- [YOUR TASK]: Print the entries below in their entirety, exactly as they are written.

- [Position annotation records]:
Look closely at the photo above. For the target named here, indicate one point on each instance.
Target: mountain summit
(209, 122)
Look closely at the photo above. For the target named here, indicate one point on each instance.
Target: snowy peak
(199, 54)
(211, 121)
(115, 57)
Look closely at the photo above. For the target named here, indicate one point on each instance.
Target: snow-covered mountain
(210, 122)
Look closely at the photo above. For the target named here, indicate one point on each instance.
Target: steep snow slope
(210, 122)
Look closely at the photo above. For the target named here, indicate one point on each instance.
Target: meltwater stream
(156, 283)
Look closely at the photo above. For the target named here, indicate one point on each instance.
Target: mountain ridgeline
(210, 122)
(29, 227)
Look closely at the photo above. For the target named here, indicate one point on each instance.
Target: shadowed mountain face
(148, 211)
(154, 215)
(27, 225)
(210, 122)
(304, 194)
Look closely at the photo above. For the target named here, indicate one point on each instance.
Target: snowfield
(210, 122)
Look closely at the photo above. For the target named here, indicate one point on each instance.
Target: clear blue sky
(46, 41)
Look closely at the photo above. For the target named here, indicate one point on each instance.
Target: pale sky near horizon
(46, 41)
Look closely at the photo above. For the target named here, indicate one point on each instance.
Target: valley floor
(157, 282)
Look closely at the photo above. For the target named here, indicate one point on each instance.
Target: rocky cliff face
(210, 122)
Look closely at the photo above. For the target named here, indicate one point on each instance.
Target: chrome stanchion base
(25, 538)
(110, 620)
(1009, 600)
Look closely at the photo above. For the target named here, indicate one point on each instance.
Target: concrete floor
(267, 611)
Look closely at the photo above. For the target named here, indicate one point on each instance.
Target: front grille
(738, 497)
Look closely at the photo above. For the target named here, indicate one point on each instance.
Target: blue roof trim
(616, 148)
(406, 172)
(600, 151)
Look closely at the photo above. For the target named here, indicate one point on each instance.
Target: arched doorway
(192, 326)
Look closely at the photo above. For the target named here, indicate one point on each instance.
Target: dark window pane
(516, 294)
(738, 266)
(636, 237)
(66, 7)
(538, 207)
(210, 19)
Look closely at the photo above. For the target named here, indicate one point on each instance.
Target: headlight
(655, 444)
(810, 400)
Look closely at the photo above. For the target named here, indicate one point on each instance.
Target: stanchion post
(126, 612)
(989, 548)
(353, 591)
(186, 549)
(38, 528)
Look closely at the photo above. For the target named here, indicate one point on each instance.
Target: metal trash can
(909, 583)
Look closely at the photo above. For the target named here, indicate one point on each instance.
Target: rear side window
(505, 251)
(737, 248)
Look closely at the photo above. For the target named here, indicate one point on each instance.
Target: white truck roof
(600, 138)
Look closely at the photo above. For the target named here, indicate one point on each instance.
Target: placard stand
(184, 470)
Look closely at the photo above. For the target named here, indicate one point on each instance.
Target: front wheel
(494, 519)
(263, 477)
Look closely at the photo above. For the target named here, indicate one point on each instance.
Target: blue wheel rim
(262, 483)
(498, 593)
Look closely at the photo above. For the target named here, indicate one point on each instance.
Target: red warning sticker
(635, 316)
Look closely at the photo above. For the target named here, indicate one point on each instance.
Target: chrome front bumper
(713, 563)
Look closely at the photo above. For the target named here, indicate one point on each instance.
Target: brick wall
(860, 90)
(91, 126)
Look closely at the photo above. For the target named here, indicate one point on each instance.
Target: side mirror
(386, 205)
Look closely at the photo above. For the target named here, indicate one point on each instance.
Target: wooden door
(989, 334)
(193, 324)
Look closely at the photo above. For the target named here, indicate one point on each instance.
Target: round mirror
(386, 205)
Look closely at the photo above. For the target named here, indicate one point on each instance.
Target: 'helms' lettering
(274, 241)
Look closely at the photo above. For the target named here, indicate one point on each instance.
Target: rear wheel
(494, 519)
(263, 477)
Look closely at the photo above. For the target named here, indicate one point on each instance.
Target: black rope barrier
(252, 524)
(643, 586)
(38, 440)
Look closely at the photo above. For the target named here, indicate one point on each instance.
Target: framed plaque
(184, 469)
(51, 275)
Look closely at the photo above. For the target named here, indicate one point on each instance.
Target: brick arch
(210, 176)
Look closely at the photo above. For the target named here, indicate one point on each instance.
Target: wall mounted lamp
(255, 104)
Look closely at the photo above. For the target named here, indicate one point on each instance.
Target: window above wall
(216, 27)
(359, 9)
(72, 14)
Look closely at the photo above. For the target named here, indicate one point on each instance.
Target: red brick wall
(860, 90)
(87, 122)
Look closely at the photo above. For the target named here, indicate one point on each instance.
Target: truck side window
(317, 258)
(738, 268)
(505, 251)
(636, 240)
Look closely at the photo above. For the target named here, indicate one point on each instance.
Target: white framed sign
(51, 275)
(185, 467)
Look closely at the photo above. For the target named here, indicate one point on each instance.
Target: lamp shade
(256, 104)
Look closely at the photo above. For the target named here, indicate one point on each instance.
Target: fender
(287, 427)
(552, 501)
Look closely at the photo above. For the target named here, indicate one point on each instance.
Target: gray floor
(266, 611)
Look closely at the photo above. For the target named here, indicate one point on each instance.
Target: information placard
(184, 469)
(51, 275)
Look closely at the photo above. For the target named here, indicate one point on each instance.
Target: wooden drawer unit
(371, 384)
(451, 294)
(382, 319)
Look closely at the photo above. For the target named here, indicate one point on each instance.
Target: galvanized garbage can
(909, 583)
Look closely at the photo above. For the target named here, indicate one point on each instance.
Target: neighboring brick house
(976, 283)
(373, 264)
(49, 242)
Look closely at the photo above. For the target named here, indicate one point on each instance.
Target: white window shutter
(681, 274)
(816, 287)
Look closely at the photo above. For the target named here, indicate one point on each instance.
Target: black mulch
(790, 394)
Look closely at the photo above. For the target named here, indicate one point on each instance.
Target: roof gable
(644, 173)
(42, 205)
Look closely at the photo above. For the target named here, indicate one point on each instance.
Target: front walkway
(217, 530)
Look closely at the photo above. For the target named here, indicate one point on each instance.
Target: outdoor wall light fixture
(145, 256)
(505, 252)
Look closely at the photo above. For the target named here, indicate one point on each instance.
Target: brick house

- [RESULT]:
Look closely at the photo above. For the target named here, indicate one point on each instance.
Target: mountain summit
(209, 122)
Look closely at the photo above. For the target named here, indicate one point on each instance.
Target: snowy peak
(199, 54)
(211, 121)
(115, 57)
Look closely at the photo above. For the target named here, indicate one point on each instance.
Target: snow-covered mountain
(210, 122)
Look closely at the photo above. For the target named here, indicate one point on each instance.
Target: steep snow slope
(210, 122)
Look closely at the photo above. For the target named here, indicate one point on each instance.
Target: meltwater stream
(156, 283)
Look closely at the photo above. For the target named here, indicate one point on each instance.
Target: mountain ridgeline
(210, 122)
(29, 227)
Look closely at the photo above. For the target named here, indicate one point on each instance.
Target: shadowed mountain face
(148, 211)
(154, 215)
(27, 225)
(210, 122)
(304, 194)
Look closely at the photo above. For the target named here, indicate one point on each instance.
Target: snowfield
(210, 122)
Look closely at the photo above. For the target named here, indicate one point on each instance.
Target: clear blue sky
(46, 41)
Look closely at the photo above. For the target named here, indicate one point on each instance.
Target: pale sky near horizon
(46, 41)
Look closely at the photo above. For the target named here, indicate one point on each instance.
Target: valley floor
(157, 282)
Look closely at the photo above. For the target named here, indicate one point on each instance.
Target: rocky cliff face
(210, 122)
Look closely at the photo above. For the target named here, indicate one point on each instance.
Target: chrome stanchion base
(25, 538)
(110, 620)
(1009, 600)
Look closely at the photo above. For the target named here, indicate one point on each instance.
Target: concrete floor
(267, 611)
Look closely at the photo above. For the target named here, indicate one point on each instance.
Target: front grille
(738, 497)
Look closely at the photo above. For the target named here, indicate one point on each instance.
Target: blue roof trim
(616, 148)
(406, 172)
(600, 151)
Look closely at the photo above. For the target named here, indicate one point on each instance.
Target: arched doorway
(192, 326)
Look closely at the photo above. For the target named here, indicate one point on each instance.
Target: dark window pane
(516, 294)
(738, 266)
(636, 237)
(66, 7)
(538, 207)
(210, 19)
Look closely at the photo above. For the target named here, indicate one point on each instance.
Target: headlight
(655, 444)
(810, 400)
Look closely at the photo above. For the target named here, indicate one point on each instance.
Target: stanchion post
(126, 612)
(989, 548)
(353, 591)
(186, 549)
(38, 528)
Look closely at the photo above. For the target named here, indicate one point on each instance.
Target: metal trash can
(909, 583)
Look closely at the photo above. For the target named here, indicate one point on each instance.
Target: rear side window
(505, 251)
(737, 248)
Look closely at the photo above. For the target named here, indicate one point on each instance.
Target: white truck roof
(600, 138)
Look closely at the photo above. For the target named here, indicate one point on each instance.
Target: placard stand
(184, 470)
Look closely at the photo above. For the target named here, indicate one point on each instance.
Target: front wheel
(494, 519)
(263, 477)
Look closely at the photo above. For the target named here, indicate one point on each instance.
Target: blue wheel rim
(262, 483)
(498, 593)
Look closely at the photo above. For the target named here, indicate one point on each instance.
Target: red warning sticker
(635, 316)
Look closely at the photo above. For the target named here, indicate one point on each instance.
Target: chrome front bumper
(713, 563)
Look closely at the photo above. For the target named here, indicate one point on each instance.
Target: brick wall
(860, 90)
(91, 126)
Look closely at the photo above. For the target named here, indicate one point on each instance.
Target: side mirror
(386, 205)
Look closely at the photo above. For the target named here, indicate one point on each instance.
Target: wooden door
(989, 334)
(193, 324)
Look closely at the photo above. For the target named here, indicate one point on each instance.
Target: round mirror
(386, 205)
Look closely at the photo above. For the target named here, indicate one point on each instance.
Target: 'helms' lettering
(274, 241)
Look closely at the photo above. For the target named here, indicate one point on each instance.
Target: rear wheel
(494, 519)
(263, 477)
Look closely at the photo above. For the target named here, indicate one point on each instance.
Target: black rope barrier
(252, 524)
(643, 586)
(38, 440)
Look closely at the photo above. For the target named here, indicate one point on each instance.
Target: framed plaque
(184, 469)
(51, 275)
Look closely at the photo above. For the target named here, indicate one point on each instance.
Target: brick arch
(210, 176)
Look closely at the photo above. For the target named here, indicate one point on each instance.
Target: wall mounted lamp
(255, 104)
Look closely at the photo above. For the target named here, indicate one point on each instance.
Target: window above wall
(216, 27)
(359, 9)
(72, 14)
Look closely at the photo above. For the target named here, indicate one point on each instance.
Target: red brick wall
(860, 90)
(87, 122)
Look closely at the photo above. For the target named here, indicate one point on each instance.
Target: truck side window
(317, 258)
(738, 268)
(505, 251)
(636, 240)
Look closely at the photo above. For the target named here, indicate one point on each instance.
Target: white framed sign
(51, 275)
(185, 467)
Look closely at the photo above. For the target named here, indicate one point on each instance.
Target: lamp shade
(256, 104)
Look closely at the photo above. For the target named here, indicate one point on each instance.
Target: fender
(287, 427)
(552, 501)
Look closely at the photo above. For the target named here, indicate one point on each instance.
Target: gray floor
(266, 611)
Look closely at the photo above. For the target named here, indicate one point on each instance.
Target: information placard
(184, 469)
(51, 275)
Look closely at the photo above. For the target named here, indicate one point on each instance.
Target: wooden drawer unit
(371, 384)
(451, 294)
(382, 319)
Look closely at the photo above. For the target named here, indicate one point on each instance.
Target: galvanized garbage can
(909, 583)
Look closely at the photo above. For the target named here, indicate one point on each instance.
Target: neighboring brick house
(976, 283)
(373, 264)
(49, 242)
Look closely at the photo above. For the target named here, indicate one point on each instance.
Target: white window shutter
(681, 274)
(816, 287)
Look closely at the photo above. For the target named here, indicate one point on each instance.
Target: black mulch
(790, 394)
Look closely at the photo above. For the target named here, indicate one point on each instance.
Target: roof gable
(644, 173)
(42, 205)
Look closely at the photo above. For the target named here, indicate one point on each instance.
Target: front walkway
(217, 530)
Look closely at the photo above. For the target named here, indicate one point on each instance.
Target: outdoor wall light fixture
(145, 256)
(505, 252)
Look closely at the photo above. For the target named here, indicate one point on each instance.
Target: brick house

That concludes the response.